REQUIRED TASKS:
**A.** Return, word for word, the part of the abstract on targeted iron oxide nanoparticles that opens with the words containing "Cell-surface receptor-targeted magnetic" and closes with "of human cancer.".
**B.** Decide whether each statement agrees with the abstract on targeted iron oxide nanoparticles: (i) the magnetic resonance imaging contrast was detectable by a clinical scanner at a field strength of 3 tesla; (ii) mice given ATF-IO nanoparticles showed higher uptake of the particles in the liver and spleen than mice given nontargeted particles; (iii) the uPA receptor is overexpressed in breast cancer tissues. Answer yes or no for each, and quote the words of the abstract that decide it.

PAGE TEXT:
Cell-surface receptor-targeted magnetic iron oxide nanoparticles provide molecular magnetic resonance imaging contrast agents for improving specificity of the detection of human cancer.


The present study reports the development of a novel targeted iron oxide nanoparticle using a recombinant peptide containing the amino-terminal fragment of urokinase-type plasminogen activator (uPA) conjugated to magnetic iron oxide nanoparticles amino-terminal fragment conjugated-iron oxide (ATF-IO). This nanoparticle targets uPA receptor, which is overexpressed in breast cancer tissues.


ATF-IO nanoparticles are able to specifically bind to and be internalized by uPA receptor-expressing tumor cells. Systemic delivery of ATF-IO nanoparticles into mice bearing s.c. and i.p. mammary tumors leads to the accumulation of the particles in tumors, generating a strong magnetic resonance imaging contrast detectable by a clinical magnetic resonance imaging scanner at a field strength of 3 tesla. Target specificity of ATF-IO nanoparticles showed by in vivo magnetic resonance imaging is further confirmed by near-IR fluorescence imaging of the mammary tumors using near-IR dye-labeled amino-terminal fragment peptides conjugated to iron oxide nanoparticles. Furthermore, mice administered ATF-IO nanoparticles exhibit lower uptake of the particles in the liver and spleen compared with those receiving nontargeted iron oxide nanoparticles.


Our results suggest that uPA receptor-targeted ATF-IO nanoparticles have potential as molecularly targeted, dual modality imaging agents for in vivo imaging of breast cancer.

GIVEN INFORMATION:
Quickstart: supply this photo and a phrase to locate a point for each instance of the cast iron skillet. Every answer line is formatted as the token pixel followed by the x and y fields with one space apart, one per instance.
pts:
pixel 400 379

RESPONSES TO THE TASKS:
**A.**
Cell-surface receptor-targeted magnetic iron oxide nanoparticles provide molecular magnetic resonance imaging contrast agents for improving specificity of the detection of human cancer.

**B.**
(i) Yes: "detectable by a clinical magnetic resonance imaging scanner at a field strength of 3 tesla"
(ii) No: "exhibit lower uptake of the particles in the liver and spleen compared with those receiving nontargeted iron oxide nanoparticles"
(iii) Yes: "which is overexpressed in breast cancer tissues"